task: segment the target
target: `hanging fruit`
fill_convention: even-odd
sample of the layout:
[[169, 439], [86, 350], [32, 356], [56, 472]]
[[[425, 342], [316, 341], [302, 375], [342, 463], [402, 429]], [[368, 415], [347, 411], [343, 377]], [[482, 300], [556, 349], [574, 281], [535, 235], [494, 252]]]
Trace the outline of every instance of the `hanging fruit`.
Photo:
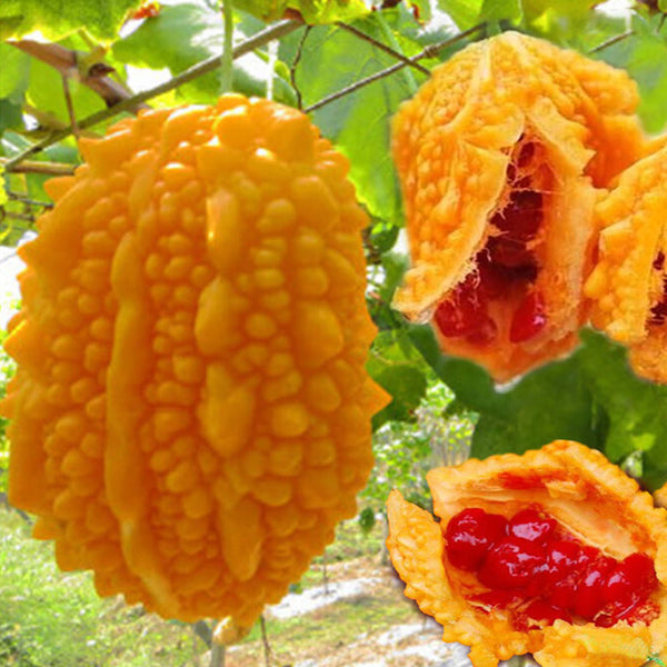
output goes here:
[[237, 94], [81, 150], [20, 250], [10, 501], [100, 595], [248, 626], [372, 466], [386, 399], [348, 162], [299, 111]]
[[387, 546], [405, 595], [475, 667], [667, 657], [667, 511], [603, 454], [557, 440], [427, 479], [439, 522], [395, 490]]
[[624, 71], [516, 32], [434, 70], [394, 123], [411, 268], [395, 305], [498, 381], [586, 320], [598, 188], [644, 149]]
[[591, 323], [627, 346], [635, 372], [667, 382], [667, 148], [624, 171], [598, 202]]

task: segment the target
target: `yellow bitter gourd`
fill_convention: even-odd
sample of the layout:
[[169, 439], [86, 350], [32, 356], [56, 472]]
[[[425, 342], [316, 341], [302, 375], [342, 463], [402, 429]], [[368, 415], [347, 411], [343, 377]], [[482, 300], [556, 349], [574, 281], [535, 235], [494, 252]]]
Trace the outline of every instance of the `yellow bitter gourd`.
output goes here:
[[644, 150], [628, 76], [505, 32], [434, 70], [394, 121], [411, 268], [395, 303], [499, 381], [564, 354], [599, 191]]
[[[471, 648], [475, 667], [497, 667], [499, 660], [525, 653], [534, 654], [542, 667], [640, 667], [650, 654], [665, 656], [667, 515], [603, 454], [556, 440], [521, 456], [498, 455], [437, 468], [427, 480], [439, 522], [394, 490], [387, 501], [387, 547], [406, 583], [405, 595], [442, 625], [445, 641]], [[474, 573], [449, 560], [446, 530], [461, 510], [480, 508], [509, 518], [532, 507], [548, 512], [556, 530], [566, 530], [569, 537], [561, 539], [576, 537], [606, 558], [639, 552], [654, 560], [657, 581], [649, 623], [619, 620], [603, 627], [580, 618], [569, 623], [539, 617], [518, 623], [526, 613], [526, 590], [518, 591], [518, 599], [510, 595], [502, 601], [504, 593], [516, 591], [487, 595]], [[531, 595], [548, 586], [542, 580]]]
[[667, 382], [667, 148], [624, 171], [598, 202], [598, 256], [586, 282], [591, 323], [629, 350], [637, 375]]
[[372, 465], [367, 218], [300, 112], [223, 96], [83, 143], [21, 255], [9, 495], [64, 569], [243, 626]]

- _Directions_
Put everything from the start of the records down to the line containing "188], [644, 149]]", both ends included, into a JSON list of strings with one string per line. Omit blank lines and leave the picture out of the answer.

- _The reply_
[
  "task: segment the target",
  "target: `hanging fruit`",
  "fill_convention: even-odd",
  "sample of the layout:",
  "[[169, 439], [86, 350], [32, 356], [56, 472]]",
  "[[[425, 342], [316, 341], [302, 375], [342, 463], [402, 429]], [[368, 415], [347, 411], [343, 377]], [[482, 300], [556, 349], [574, 281], [535, 235], [494, 252]]]",
  "Trace the outline of every instance of the `hanging fruit`.",
  "Photo:",
  "output goes here:",
  "[[237, 94], [81, 150], [20, 250], [10, 501], [100, 595], [248, 626], [372, 466], [386, 399], [348, 162], [299, 111]]",
  "[[387, 546], [405, 595], [475, 667], [667, 657], [667, 511], [603, 454], [557, 440], [427, 479], [439, 522], [395, 490]]",
  "[[624, 71], [516, 32], [434, 70], [394, 123], [411, 268], [395, 305], [498, 381], [586, 320], [598, 188], [644, 149]]"
]